EX-10.1 2 ex10_1.htm EX-10.1 HTML

Exhibit 10.1

MANAGEMENT SHAREHOLDER VALUE CREATION PLAN

FORM OF PERFORMANCE-BASED RESTRICTED SHARE AWARD AGREEMENT

This CLASS A PERFORMANCE-BASED RESTRICTED SHARE AWARD AGREEMENT (this “Award Agreement”), dated as of [•] (the “Date of Grant”), is made by and between Sculptor Capital, LP (“SC”), Sculptor Capital Advisors LP (“SCA”), and Sculptor Capital Advisors II LP (“SCAII,” and together with SC and SCA, the “Operating Partnerships”), and [•] (the “Participant”). Capitalized terms not defined herein shall have the meaning ascribed to them in the Och-Ziff Capital Management Group LLC 2013 Incentive Plan (the “Plan”) or, if not defined therein, the Amended and Restated Agreement of Limited Partnership of the applicable Operating Partnership dated as of February 7, 2019 (as amended, modified, supplemented or restated from time to time, the “Partnership Agreements”). Where the context permits, references to any Operating Partnership shall include any successor to such Operating Partnership.

1. Grant of Performance Shares.

(a) Subject to all of the terms and conditions of this Award Agreement, the Plan, and the Partner Agreement (as defined below), the Operating Partnerships hereby grant to the Participant [•] Class A performance-based Restricted Shares (the “Performance Shares”) in Sculptor Capital Management, Inc. (the “Company”).

Coordinate annotation records:

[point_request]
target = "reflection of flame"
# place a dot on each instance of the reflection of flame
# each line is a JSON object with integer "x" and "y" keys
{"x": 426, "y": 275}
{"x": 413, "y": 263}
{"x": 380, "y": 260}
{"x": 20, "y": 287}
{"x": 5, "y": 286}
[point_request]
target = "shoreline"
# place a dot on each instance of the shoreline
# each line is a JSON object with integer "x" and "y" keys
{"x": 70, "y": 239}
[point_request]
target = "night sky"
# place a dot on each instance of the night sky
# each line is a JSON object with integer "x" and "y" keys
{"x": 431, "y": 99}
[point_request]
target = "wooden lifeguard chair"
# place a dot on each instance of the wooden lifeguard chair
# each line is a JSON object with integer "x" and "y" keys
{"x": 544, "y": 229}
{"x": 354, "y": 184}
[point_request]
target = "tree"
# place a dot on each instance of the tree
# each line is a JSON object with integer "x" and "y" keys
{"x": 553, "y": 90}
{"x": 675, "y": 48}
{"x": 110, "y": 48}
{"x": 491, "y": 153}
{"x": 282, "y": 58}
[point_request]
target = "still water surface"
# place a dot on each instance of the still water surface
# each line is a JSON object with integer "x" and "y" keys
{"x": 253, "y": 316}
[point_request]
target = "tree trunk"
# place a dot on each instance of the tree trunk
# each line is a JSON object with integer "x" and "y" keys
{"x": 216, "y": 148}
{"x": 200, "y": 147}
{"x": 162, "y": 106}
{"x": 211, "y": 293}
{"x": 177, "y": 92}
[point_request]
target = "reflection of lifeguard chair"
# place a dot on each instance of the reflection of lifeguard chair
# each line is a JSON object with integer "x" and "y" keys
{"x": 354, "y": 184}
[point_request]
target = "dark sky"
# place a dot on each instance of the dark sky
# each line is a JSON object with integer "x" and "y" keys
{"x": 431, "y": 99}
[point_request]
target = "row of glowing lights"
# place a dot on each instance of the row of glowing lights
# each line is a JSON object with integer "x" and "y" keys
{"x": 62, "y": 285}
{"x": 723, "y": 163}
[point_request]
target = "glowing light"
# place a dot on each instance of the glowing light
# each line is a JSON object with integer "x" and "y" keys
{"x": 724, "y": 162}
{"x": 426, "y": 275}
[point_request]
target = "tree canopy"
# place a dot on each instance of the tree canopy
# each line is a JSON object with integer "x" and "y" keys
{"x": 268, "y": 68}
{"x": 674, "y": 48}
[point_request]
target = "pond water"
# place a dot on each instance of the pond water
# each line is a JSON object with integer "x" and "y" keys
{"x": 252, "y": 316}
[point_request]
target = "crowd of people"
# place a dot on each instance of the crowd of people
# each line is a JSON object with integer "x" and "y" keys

==

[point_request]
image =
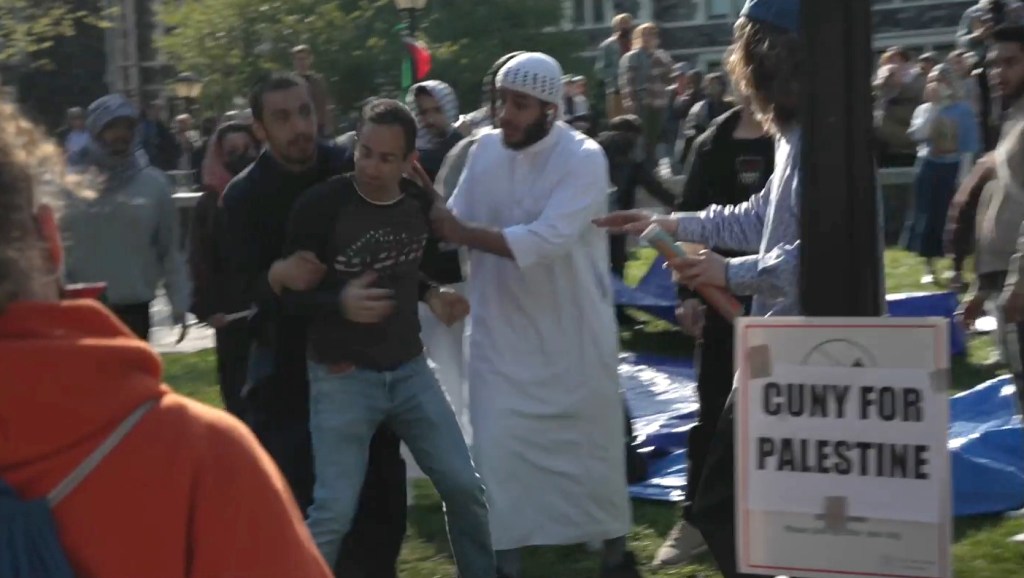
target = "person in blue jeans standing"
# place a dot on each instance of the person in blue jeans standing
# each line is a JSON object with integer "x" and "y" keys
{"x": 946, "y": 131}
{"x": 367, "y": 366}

...

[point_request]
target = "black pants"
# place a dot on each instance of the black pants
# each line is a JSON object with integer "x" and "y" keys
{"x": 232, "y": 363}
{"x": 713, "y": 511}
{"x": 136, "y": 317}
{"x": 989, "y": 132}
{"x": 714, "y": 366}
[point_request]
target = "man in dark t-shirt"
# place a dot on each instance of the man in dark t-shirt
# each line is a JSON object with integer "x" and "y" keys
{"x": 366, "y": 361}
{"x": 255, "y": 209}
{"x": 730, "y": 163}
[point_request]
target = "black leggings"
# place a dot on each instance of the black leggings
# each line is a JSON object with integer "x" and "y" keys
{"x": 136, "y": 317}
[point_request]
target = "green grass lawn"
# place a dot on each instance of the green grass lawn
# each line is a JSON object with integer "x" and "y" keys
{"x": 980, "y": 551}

Goal 1: In the award agreement extract, what date is given for the Amended and Restated Agreement of Limited Partnership of the applicable Operating Partnership?
Goal 2: Summarize the award agreement extract in two sentences.
Goal 3: Resume the performance-based restricted share award agreement after its final sentence.

Exercise output 1: February 7, 2019.

Exercise output 2: The extract is a form of Class A performance-based restricted share award agreement under a management shareholder value creation plan, made between Sculptor Capital, LP, Sculptor Capital Advisors LP, and Sculptor Capital Advisors II LP and a participant. Under it, these operating partnerships grant the participant Class A performance-based restricted shares in Sculptor Capital Management, Inc., subject to the terms of the agreement, the plan, and the partner agreement.

Exercise output 3:
(b) For purposes of this Award Agreement, “Partner Agreement” means [•].

2. Vesting of the Performance Shares; Dividends.

(a) The term “vest” as used herein with respect to any Performance Share means the lapsing of the restrictions described herein with respect to such Performance Share. Unless earlier terminated, forfeited, relinquished or expired, the Performance Shares will vest in accordance with the vesting schedule set forth in Exhibit A hereto (the “Vesting Schedule”).

(b) Any Performance Shares that have satisfied a Performance Condition (as such term is defined in the Vesting Schedule) shall have such rights with respect to dividends declared by the Company on Class A Shares (“Distributions”) as are carried by other Class A Shares; provided that any Distributions payable with respect to such Performance Shares that have not met the Service Condition (as such term is defined in the Vesting Schedule) (“Eligible Shares”) at the time of the payment of such Distributions shall be paid to the Participant by issuing to him or her a number of Class A Shares equal to (x) the aggregate Distributions payable with respect to the Eligible Shares divided by (y) the Fair Market Value of a Class A Share on the date (or the immediately preceding trading day as determined by the Administrator in its discretion) on which Distributions are otherwise paid to holders of vested Class A Shares (any such newly issued Class A Shares, “Dividend Equivalent Shares”). Dividend Equivalent Shares will be subject to the same Service Conditions as the Eligible Shares and shall only become vested if, when and to the extent such underlying Eligible Shares vest. No Performance Share shall have rights to Distributions declared prior to the date on which such Performance Share has satisfied a Performance Condition.


3. Evidence of Ownership of Shares; Restrictions.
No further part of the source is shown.